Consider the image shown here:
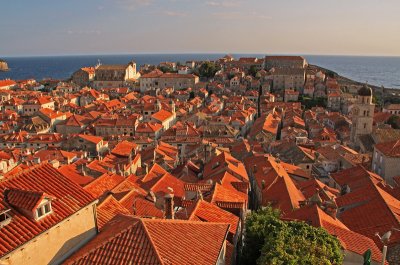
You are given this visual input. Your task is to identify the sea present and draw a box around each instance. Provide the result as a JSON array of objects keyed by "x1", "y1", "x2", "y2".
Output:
[{"x1": 0, "y1": 53, "x2": 400, "y2": 89}]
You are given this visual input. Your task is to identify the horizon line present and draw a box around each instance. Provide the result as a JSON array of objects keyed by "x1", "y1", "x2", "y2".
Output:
[{"x1": 0, "y1": 52, "x2": 400, "y2": 58}]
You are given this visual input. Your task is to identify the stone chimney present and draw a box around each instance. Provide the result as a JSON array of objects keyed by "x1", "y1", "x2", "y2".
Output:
[{"x1": 164, "y1": 193, "x2": 175, "y2": 219}]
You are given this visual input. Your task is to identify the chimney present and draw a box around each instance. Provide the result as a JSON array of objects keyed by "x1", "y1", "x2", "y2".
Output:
[{"x1": 164, "y1": 193, "x2": 175, "y2": 219}]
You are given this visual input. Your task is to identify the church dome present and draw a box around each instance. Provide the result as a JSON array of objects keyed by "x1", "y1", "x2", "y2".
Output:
[{"x1": 358, "y1": 85, "x2": 372, "y2": 97}]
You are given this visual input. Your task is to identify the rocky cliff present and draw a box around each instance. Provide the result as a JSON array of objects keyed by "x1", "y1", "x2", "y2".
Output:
[{"x1": 0, "y1": 59, "x2": 8, "y2": 72}]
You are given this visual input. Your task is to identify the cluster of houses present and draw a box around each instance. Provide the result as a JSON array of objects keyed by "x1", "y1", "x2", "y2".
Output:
[{"x1": 0, "y1": 55, "x2": 400, "y2": 264}]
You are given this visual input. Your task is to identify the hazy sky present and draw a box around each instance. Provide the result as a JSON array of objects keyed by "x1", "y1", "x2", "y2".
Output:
[{"x1": 0, "y1": 0, "x2": 400, "y2": 56}]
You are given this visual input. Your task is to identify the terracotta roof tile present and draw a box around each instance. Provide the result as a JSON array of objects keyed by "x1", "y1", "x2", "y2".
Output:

# [Do this]
Switch every "visual input" in the material above to "photo" and reproduce the material with nothing else altered, leaving out the picture.

# [The result]
Consider the image shown here:
You are given this photo. Your task is to identify the sea present and draw a box around each instance. Provide the result as a JSON array of objects keyed by "x1", "y1", "x2", "y2".
Output:
[{"x1": 0, "y1": 53, "x2": 400, "y2": 89}]
You are given this photo. Your task is to identify the horizon line present and draw a box around each instance. Provide the result as a JSON array of objects keyed by "x1", "y1", "x2", "y2".
Output:
[{"x1": 0, "y1": 52, "x2": 400, "y2": 58}]
You are given this photo. Your task is to identify the stone chimney present and draw a box around each instance. Provide the result as a JSON array of objects keyed by "x1", "y1", "x2", "y2".
Output:
[{"x1": 164, "y1": 193, "x2": 175, "y2": 219}]
You are given this photo. Your task is to identify the chimney present and draw a box around each instance. Provide the result as a JSON array of objects keyed by "x1", "y1", "x2", "y2".
Output:
[{"x1": 164, "y1": 193, "x2": 175, "y2": 219}]
You are given this photo. Your task is to identify the church dome present and draw a box around each instance. Provide the result as a JSON array of objects keyed by "x1", "y1", "x2", "y2".
Output:
[{"x1": 358, "y1": 85, "x2": 372, "y2": 97}]
You are given this photo. Your task is to identify the rocky cliff present and draw a box around each instance. Provide the result as a JSON array of objects keyed by "x1", "y1", "x2", "y2".
Output:
[{"x1": 0, "y1": 59, "x2": 8, "y2": 72}]
You are given this photo. Your task is to identify the cluster of houses present and draw a box around each instance. Provide the result as a JSON array of objects keyed by "x1", "y1", "x2", "y2".
Output:
[{"x1": 0, "y1": 55, "x2": 400, "y2": 264}]
You are given this photo. Your task is to identify the hazy sky present and draw a box around each instance. Provide the result as a JSON array of objects keyed by "x1", "y1", "x2", "y2".
Output:
[{"x1": 0, "y1": 0, "x2": 400, "y2": 56}]
You are given this photo. Your task is to identify the terracotta roof tile present and draw a box around each instance. Provide the result as a JSON array of objects keyed by "x1", "y1", "x2", "y2".
Output:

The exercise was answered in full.